- EXERCISE REQUIREMENTS -
Pictures do not belong in the copy, so please give every entry below again exactly.

## Begin MATERIAL PROVIDED

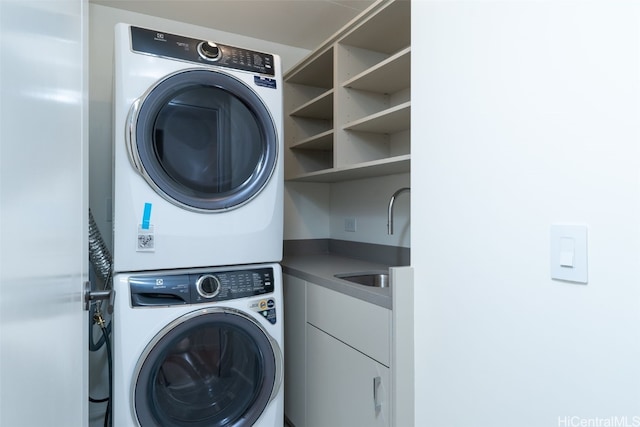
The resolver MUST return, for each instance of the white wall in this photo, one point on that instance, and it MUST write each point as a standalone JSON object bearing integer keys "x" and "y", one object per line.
{"x": 527, "y": 115}
{"x": 318, "y": 211}
{"x": 43, "y": 213}
{"x": 367, "y": 201}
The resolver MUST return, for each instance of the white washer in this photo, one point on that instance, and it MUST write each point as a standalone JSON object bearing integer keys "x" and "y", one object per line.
{"x": 198, "y": 178}
{"x": 198, "y": 347}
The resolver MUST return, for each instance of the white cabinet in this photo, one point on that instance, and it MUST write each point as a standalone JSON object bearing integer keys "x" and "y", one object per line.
{"x": 294, "y": 349}
{"x": 337, "y": 358}
{"x": 345, "y": 388}
{"x": 347, "y": 105}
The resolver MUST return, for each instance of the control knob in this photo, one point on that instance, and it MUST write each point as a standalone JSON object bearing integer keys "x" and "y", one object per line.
{"x": 208, "y": 286}
{"x": 209, "y": 51}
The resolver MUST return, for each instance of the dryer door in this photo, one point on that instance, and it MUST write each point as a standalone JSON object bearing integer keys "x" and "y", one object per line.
{"x": 212, "y": 367}
{"x": 203, "y": 139}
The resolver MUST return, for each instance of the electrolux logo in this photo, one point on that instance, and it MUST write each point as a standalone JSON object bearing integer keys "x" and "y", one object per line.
{"x": 613, "y": 421}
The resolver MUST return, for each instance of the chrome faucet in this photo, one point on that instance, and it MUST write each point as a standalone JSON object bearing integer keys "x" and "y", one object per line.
{"x": 390, "y": 211}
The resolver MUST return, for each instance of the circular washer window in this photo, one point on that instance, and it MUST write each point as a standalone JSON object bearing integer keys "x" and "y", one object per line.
{"x": 205, "y": 140}
{"x": 216, "y": 368}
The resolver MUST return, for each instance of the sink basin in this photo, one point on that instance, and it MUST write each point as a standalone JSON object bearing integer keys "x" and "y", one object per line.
{"x": 376, "y": 279}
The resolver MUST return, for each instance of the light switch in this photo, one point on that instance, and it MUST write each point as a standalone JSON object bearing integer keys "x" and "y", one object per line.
{"x": 569, "y": 253}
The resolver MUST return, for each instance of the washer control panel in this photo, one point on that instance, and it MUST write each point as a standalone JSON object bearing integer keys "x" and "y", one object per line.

## End MATERIAL PROVIDED

- EXERCISE RESPONSE -
The resolver MUST return, for each instance of the white wall in this photo, one point on that instance, and it MUST write each point as a standalone JSON object bearing integer keys "x" and "y", one object per line.
{"x": 527, "y": 115}
{"x": 318, "y": 211}
{"x": 43, "y": 213}
{"x": 367, "y": 201}
The resolver MUST return, for each instance of the white washer in this photo, one point on that instance, and it MUST write each point as a standalone JSON object bearing integer keys "x" and "y", one object per line.
{"x": 198, "y": 178}
{"x": 198, "y": 347}
The resolver MUST return, for each instance of the white cabinet in this photo, one point on that instance, and it MUST write each point as a standalone JSON object bearing integer keys "x" and "y", one object per line.
{"x": 294, "y": 349}
{"x": 337, "y": 358}
{"x": 345, "y": 388}
{"x": 347, "y": 105}
The resolver MUST return, for each instance of the control knob in this photo, one point on that instance, and it MUST write each point as a standalone JSON object bearing integer keys "x" and "y", one object per line.
{"x": 208, "y": 286}
{"x": 209, "y": 51}
The resolver MUST return, for each instance of the dryer door in this photo, one point on that instance, and it MUST write each point as a standalone JSON object bearing integer keys "x" and "y", one object per line.
{"x": 212, "y": 367}
{"x": 203, "y": 139}
The resolver MUST return, for each instance of the electrolux logo in this photo, one point on that instance, and it MUST write each point as a standalone JSON object bearing integer keys "x" and "y", one object per line.
{"x": 613, "y": 421}
The resolver MUST return, for each instance of the chrome faucet in this photo, one point on that instance, and it MUST write each point as a standalone JSON object bearing integer keys "x" and "y", one object per line.
{"x": 390, "y": 211}
The resolver MUST return, for each instance of the circular washer window in this photo, one point on that instance, and it MUST write each point as a standalone JSON object bearing integer keys "x" and "y", one object per line.
{"x": 205, "y": 140}
{"x": 216, "y": 368}
The resolver MUST return, for each instance of the sink basin in this photo, one point on that instance, and it MUST write each point as a standalone JSON object bearing integer keys "x" and "y", one object per line.
{"x": 376, "y": 279}
The resolver MUST return, for each instance of the light switch in this photo, one point on that instance, and it MUST write each point as a standalone JSON object bearing integer keys "x" and "y", one object per line.
{"x": 569, "y": 253}
The resolver MUST return, for each instance of the washer control panel in this photo, one point on that instance, and it MUST write each point as a standalone JSON object bearing integer keys "x" and "y", one object per line.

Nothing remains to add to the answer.